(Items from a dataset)
□ □ □ □ □

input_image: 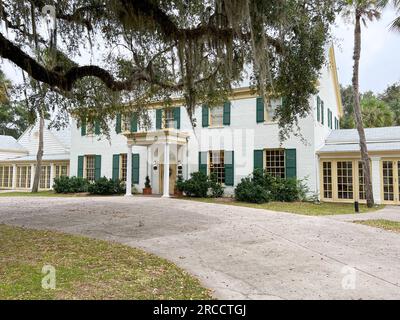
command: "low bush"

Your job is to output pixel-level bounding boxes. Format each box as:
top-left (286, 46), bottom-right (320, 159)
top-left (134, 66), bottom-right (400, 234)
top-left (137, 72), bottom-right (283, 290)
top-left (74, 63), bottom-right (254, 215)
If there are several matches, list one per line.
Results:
top-left (88, 177), bottom-right (125, 195)
top-left (234, 169), bottom-right (307, 204)
top-left (53, 176), bottom-right (89, 193)
top-left (179, 172), bottom-right (224, 198)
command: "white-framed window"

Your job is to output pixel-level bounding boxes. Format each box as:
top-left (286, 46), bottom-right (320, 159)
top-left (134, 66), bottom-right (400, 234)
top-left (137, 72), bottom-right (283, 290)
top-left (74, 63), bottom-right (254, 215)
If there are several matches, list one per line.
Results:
top-left (322, 161), bottom-right (333, 199)
top-left (55, 163), bottom-right (69, 178)
top-left (209, 150), bottom-right (225, 184)
top-left (210, 106), bottom-right (224, 127)
top-left (337, 161), bottom-right (353, 200)
top-left (265, 149), bottom-right (285, 178)
top-left (120, 153), bottom-right (127, 182)
top-left (164, 109), bottom-right (175, 128)
top-left (0, 166), bottom-right (13, 188)
top-left (122, 115), bottom-right (130, 132)
top-left (265, 99), bottom-right (280, 122)
top-left (16, 165), bottom-right (31, 188)
top-left (85, 155), bottom-right (96, 182)
top-left (39, 165), bottom-right (51, 189)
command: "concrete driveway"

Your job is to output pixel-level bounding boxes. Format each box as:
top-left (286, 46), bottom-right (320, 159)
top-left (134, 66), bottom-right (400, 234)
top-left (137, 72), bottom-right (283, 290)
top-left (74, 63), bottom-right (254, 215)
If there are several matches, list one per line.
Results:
top-left (0, 196), bottom-right (400, 300)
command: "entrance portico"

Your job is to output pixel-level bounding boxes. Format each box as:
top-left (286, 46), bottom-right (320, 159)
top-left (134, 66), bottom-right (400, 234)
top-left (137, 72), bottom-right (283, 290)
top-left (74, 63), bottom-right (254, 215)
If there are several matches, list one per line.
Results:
top-left (124, 129), bottom-right (189, 197)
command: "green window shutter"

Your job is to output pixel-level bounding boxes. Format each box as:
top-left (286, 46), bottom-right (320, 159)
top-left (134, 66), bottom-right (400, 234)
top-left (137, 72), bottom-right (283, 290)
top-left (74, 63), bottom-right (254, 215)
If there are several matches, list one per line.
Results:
top-left (132, 153), bottom-right (140, 184)
top-left (94, 119), bottom-right (101, 135)
top-left (317, 96), bottom-right (321, 122)
top-left (198, 152), bottom-right (207, 175)
top-left (256, 97), bottom-right (265, 123)
top-left (112, 154), bottom-right (120, 181)
top-left (321, 101), bottom-right (325, 125)
top-left (224, 151), bottom-right (234, 186)
top-left (156, 109), bottom-right (162, 130)
top-left (77, 156), bottom-right (84, 177)
top-left (81, 119), bottom-right (87, 136)
top-left (254, 150), bottom-right (264, 171)
top-left (95, 155), bottom-right (101, 181)
top-left (131, 112), bottom-right (138, 133)
top-left (115, 114), bottom-right (122, 134)
top-left (202, 105), bottom-right (209, 127)
top-left (173, 107), bottom-right (181, 129)
top-left (285, 149), bottom-right (297, 179)
top-left (223, 101), bottom-right (231, 126)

□ □ □ □ □

* Task to complete: From the first line to the last, please copy the data exactly, with the pictures left out.

* Your response:
input_image: 
command: "low bush"

Your job is to output pixel-level bounding boxes. Format each box as:
top-left (286, 46), bottom-right (320, 159)
top-left (134, 66), bottom-right (400, 234)
top-left (137, 72), bottom-right (283, 290)
top-left (74, 63), bottom-right (254, 215)
If there are several matches, list one per line.
Results:
top-left (88, 177), bottom-right (125, 195)
top-left (234, 169), bottom-right (307, 204)
top-left (53, 176), bottom-right (89, 193)
top-left (179, 172), bottom-right (224, 198)
command: "white-framed window"

Your job is to output pixel-level bounding boxes. Format each box as:
top-left (286, 46), bottom-right (320, 159)
top-left (134, 66), bottom-right (400, 234)
top-left (137, 72), bottom-right (283, 290)
top-left (74, 63), bottom-right (254, 215)
If there are several matches, list one per line.
Results:
top-left (322, 161), bottom-right (333, 199)
top-left (55, 163), bottom-right (69, 178)
top-left (209, 150), bottom-right (225, 184)
top-left (210, 106), bottom-right (224, 127)
top-left (337, 161), bottom-right (353, 200)
top-left (265, 149), bottom-right (285, 178)
top-left (120, 153), bottom-right (127, 182)
top-left (164, 109), bottom-right (175, 128)
top-left (0, 166), bottom-right (13, 188)
top-left (122, 115), bottom-right (130, 132)
top-left (265, 99), bottom-right (280, 122)
top-left (16, 165), bottom-right (31, 188)
top-left (85, 155), bottom-right (96, 182)
top-left (39, 165), bottom-right (51, 189)
command: "concrete driveway"

Your job is to output pixel-level bounding boxes. Format each box as:
top-left (286, 46), bottom-right (320, 159)
top-left (134, 66), bottom-right (400, 234)
top-left (137, 72), bottom-right (283, 290)
top-left (74, 63), bottom-right (254, 215)
If there are several matches, list one per line.
Results:
top-left (0, 196), bottom-right (400, 300)
command: "entrance portico"

Your job is to output pixel-level bounding boxes. Format each box as:
top-left (286, 46), bottom-right (320, 159)
top-left (134, 66), bottom-right (400, 234)
top-left (137, 72), bottom-right (283, 290)
top-left (74, 63), bottom-right (254, 215)
If there are several matches, list one per line.
Results:
top-left (124, 129), bottom-right (189, 197)
command: "green window shutter"

Your job is to output pixel-level bounding boxes. Format each box as:
top-left (286, 46), bottom-right (320, 159)
top-left (134, 66), bottom-right (400, 234)
top-left (137, 72), bottom-right (283, 290)
top-left (74, 63), bottom-right (254, 215)
If there are several matches, list one per line.
Results:
top-left (132, 153), bottom-right (140, 184)
top-left (94, 119), bottom-right (101, 135)
top-left (317, 96), bottom-right (321, 122)
top-left (198, 152), bottom-right (207, 175)
top-left (256, 97), bottom-right (265, 123)
top-left (112, 154), bottom-right (120, 181)
top-left (321, 101), bottom-right (325, 125)
top-left (224, 151), bottom-right (234, 186)
top-left (156, 109), bottom-right (162, 130)
top-left (77, 156), bottom-right (84, 177)
top-left (81, 119), bottom-right (87, 136)
top-left (254, 150), bottom-right (264, 171)
top-left (95, 155), bottom-right (101, 181)
top-left (131, 112), bottom-right (138, 133)
top-left (115, 114), bottom-right (122, 134)
top-left (202, 105), bottom-right (209, 127)
top-left (173, 107), bottom-right (181, 129)
top-left (285, 149), bottom-right (297, 179)
top-left (223, 101), bottom-right (231, 126)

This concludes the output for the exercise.